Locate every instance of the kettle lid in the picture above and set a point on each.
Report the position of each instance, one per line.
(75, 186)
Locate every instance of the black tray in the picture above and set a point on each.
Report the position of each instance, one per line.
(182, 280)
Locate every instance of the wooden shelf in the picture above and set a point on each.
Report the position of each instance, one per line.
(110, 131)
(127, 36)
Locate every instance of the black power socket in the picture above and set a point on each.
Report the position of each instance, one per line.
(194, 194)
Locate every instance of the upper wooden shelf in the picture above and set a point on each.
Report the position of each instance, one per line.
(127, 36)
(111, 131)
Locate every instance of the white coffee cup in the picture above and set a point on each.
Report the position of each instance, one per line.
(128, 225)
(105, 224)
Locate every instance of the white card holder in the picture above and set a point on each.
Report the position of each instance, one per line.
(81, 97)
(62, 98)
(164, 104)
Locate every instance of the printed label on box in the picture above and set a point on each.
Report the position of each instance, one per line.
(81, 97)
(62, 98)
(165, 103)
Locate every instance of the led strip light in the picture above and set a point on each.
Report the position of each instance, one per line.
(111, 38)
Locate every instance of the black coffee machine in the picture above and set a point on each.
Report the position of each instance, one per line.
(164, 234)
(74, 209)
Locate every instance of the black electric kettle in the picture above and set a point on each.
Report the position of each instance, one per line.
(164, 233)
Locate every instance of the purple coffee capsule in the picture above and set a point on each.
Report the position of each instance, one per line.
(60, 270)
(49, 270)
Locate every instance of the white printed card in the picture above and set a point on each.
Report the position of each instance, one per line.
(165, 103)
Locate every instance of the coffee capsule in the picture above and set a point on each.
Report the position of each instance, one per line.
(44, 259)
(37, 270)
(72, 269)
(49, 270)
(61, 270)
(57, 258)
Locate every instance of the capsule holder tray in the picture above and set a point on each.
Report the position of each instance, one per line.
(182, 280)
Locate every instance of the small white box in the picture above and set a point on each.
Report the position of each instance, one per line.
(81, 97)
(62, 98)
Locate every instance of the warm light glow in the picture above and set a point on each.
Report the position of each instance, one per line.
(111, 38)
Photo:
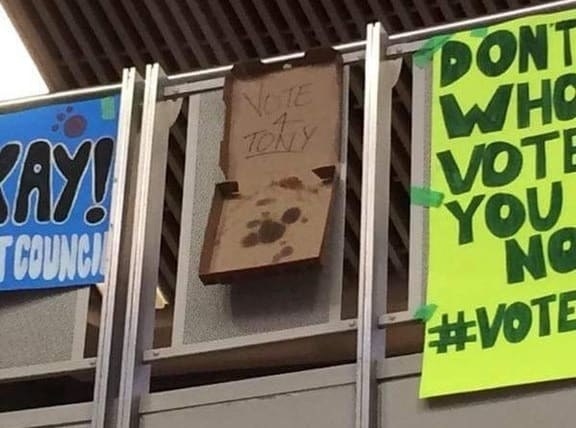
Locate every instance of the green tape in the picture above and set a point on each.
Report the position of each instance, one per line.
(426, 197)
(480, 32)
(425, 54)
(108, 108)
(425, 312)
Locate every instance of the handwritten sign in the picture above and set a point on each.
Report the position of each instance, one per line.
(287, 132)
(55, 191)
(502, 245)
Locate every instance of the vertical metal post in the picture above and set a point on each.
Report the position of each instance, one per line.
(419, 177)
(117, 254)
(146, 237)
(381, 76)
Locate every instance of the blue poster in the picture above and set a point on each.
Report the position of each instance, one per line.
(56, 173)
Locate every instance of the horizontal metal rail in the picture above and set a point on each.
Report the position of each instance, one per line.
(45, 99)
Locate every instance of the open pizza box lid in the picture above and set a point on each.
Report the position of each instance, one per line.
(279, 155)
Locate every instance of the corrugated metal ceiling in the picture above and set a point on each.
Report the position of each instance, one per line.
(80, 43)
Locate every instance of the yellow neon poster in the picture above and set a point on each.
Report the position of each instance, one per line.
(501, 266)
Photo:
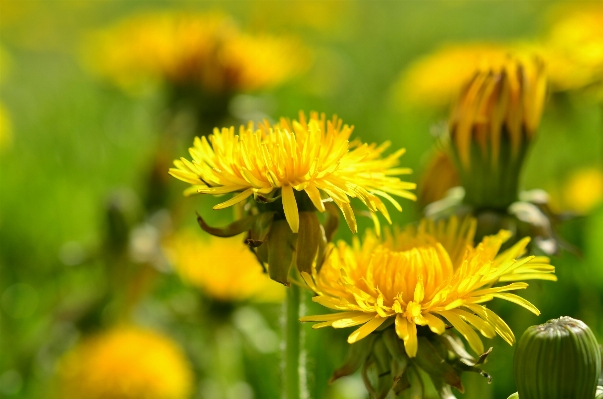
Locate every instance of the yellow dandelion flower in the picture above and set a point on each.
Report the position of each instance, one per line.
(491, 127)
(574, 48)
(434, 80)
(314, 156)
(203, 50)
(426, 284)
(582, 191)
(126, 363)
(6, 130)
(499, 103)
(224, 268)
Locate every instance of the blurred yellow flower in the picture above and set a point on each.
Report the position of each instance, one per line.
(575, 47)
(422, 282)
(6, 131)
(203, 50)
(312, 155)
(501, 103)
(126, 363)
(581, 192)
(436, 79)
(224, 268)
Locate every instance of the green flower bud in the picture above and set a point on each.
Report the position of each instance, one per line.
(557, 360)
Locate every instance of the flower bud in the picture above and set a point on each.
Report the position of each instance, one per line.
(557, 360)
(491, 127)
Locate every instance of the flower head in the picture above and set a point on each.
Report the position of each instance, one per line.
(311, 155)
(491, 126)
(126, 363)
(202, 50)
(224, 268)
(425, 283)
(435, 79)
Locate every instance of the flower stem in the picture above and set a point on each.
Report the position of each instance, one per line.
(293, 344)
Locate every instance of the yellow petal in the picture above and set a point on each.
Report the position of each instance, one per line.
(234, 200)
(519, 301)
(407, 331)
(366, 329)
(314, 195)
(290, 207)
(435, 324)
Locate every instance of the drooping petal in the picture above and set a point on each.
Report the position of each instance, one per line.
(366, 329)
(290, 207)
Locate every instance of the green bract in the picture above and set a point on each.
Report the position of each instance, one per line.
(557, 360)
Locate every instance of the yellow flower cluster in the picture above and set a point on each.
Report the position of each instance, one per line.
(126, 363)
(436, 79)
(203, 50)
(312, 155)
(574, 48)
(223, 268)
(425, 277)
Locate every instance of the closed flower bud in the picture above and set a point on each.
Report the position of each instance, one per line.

----

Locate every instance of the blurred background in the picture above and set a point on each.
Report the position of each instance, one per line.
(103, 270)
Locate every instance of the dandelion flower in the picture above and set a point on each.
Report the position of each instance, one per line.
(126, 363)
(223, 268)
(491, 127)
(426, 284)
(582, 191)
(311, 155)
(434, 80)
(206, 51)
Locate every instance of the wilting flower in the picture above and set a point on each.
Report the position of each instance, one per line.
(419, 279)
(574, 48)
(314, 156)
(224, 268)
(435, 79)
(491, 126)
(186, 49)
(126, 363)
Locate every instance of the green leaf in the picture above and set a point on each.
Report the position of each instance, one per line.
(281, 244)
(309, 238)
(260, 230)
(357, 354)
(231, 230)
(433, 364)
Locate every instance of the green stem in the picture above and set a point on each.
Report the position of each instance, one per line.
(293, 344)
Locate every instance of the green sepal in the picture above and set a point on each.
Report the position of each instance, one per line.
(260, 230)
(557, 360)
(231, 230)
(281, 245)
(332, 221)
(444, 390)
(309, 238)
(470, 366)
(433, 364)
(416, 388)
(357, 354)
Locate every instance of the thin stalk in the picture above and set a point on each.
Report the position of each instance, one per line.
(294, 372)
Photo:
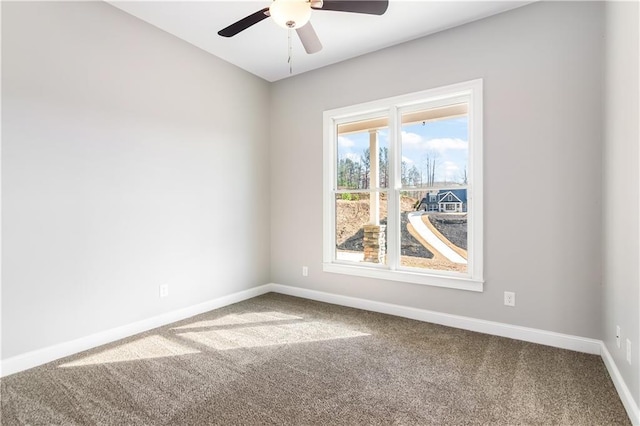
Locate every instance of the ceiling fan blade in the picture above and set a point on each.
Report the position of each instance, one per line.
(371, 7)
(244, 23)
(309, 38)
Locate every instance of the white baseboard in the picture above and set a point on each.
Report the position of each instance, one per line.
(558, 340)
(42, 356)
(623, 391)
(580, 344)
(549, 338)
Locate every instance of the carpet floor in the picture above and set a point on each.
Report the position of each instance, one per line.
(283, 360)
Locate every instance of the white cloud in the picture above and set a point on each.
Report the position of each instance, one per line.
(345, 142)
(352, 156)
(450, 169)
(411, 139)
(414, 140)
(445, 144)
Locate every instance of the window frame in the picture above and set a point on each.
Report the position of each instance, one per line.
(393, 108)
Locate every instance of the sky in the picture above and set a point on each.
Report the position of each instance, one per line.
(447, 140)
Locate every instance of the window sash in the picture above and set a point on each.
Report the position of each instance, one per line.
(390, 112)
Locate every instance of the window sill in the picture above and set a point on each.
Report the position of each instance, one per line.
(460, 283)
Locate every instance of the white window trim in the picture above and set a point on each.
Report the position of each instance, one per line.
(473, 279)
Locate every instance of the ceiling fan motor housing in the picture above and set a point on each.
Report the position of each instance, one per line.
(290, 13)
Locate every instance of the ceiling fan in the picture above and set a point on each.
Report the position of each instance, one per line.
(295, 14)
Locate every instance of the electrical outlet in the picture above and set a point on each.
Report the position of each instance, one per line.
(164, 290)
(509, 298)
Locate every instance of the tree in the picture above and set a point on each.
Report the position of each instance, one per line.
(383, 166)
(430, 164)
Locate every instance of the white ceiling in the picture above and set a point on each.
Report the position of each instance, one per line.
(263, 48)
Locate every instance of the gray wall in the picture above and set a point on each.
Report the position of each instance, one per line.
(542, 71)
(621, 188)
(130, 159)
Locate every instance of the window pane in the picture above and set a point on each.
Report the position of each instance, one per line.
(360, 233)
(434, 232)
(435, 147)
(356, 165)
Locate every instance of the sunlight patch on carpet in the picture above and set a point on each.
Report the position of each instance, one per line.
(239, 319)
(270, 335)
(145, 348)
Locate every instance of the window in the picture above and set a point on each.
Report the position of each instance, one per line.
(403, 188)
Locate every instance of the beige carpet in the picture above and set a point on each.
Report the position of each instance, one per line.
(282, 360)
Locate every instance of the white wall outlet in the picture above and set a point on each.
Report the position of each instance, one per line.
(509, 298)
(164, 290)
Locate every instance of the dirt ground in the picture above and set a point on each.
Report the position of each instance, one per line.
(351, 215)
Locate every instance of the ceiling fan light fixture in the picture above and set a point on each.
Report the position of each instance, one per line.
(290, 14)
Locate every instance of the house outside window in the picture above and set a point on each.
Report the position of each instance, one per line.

----

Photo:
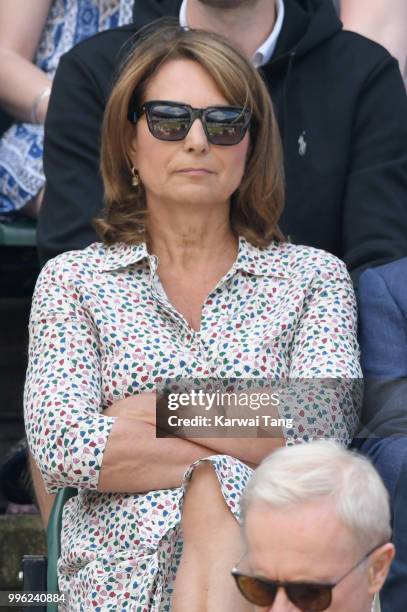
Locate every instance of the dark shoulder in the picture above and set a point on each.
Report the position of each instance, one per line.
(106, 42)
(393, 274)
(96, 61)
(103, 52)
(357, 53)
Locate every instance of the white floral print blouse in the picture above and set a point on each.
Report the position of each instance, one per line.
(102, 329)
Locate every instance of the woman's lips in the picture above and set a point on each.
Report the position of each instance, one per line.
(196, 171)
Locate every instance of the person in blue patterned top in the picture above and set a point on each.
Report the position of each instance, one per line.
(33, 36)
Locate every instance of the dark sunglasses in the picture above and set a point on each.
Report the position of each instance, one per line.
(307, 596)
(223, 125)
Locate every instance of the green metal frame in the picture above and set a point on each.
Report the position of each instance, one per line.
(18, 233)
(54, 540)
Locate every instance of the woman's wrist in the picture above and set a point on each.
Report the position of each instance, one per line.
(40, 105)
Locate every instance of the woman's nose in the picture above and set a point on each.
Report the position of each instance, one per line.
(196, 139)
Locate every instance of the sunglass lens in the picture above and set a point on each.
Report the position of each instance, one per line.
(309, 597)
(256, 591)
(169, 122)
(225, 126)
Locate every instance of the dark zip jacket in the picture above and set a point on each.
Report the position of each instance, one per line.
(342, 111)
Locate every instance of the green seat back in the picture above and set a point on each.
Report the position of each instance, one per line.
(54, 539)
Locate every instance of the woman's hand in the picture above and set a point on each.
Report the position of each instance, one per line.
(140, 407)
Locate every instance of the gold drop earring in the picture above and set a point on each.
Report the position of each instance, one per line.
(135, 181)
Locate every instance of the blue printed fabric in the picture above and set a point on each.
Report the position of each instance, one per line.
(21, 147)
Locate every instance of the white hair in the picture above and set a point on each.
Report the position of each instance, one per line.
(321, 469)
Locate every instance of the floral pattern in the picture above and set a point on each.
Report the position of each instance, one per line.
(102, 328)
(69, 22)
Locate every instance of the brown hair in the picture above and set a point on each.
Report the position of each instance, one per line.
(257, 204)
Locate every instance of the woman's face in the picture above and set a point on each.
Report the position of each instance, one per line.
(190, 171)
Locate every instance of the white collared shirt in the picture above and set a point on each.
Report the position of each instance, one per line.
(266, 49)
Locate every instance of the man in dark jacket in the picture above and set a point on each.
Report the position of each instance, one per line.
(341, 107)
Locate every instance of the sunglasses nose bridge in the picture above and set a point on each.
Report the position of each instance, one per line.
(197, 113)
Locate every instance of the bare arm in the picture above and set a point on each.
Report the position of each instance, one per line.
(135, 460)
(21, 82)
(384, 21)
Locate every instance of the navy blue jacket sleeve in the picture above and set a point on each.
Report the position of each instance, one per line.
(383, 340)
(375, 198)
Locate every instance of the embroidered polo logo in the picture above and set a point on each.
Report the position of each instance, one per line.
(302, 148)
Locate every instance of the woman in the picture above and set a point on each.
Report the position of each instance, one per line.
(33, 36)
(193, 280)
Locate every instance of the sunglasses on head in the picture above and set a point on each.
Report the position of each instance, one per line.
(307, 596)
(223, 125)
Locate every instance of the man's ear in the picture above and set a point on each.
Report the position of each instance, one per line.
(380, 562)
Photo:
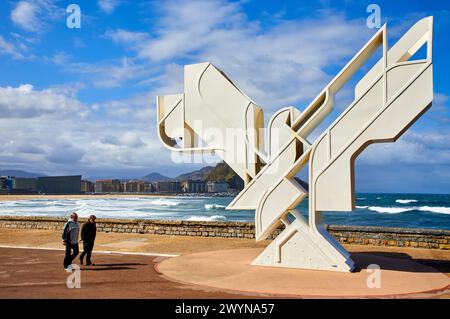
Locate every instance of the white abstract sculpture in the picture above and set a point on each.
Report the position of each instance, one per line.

----

(EXERCISE BRIEF):
Retype exactly the span of lines from the one with "Locate every instance of the window pane" through the one with "Locate every instance of the beige"; include both ends and omit the rest of the material.

(ANSWER TO THIS PROBLEM):
Locate every instance of the window pane in the picture above and set a point on each.
Report the position of each instance, one per line.
(360, 233)
(434, 232)
(435, 147)
(356, 165)
Locate every instance of the sunlight patch on carpet in the picture above and set a point on each.
Report the position of each instance, one per line.
(239, 319)
(270, 335)
(145, 348)
Locate every instance of the window in the picture above and set a point on each.
Report the position of each instance, one per line.
(403, 188)
Locate every instance of the beige carpet in the picture above and set a point on each.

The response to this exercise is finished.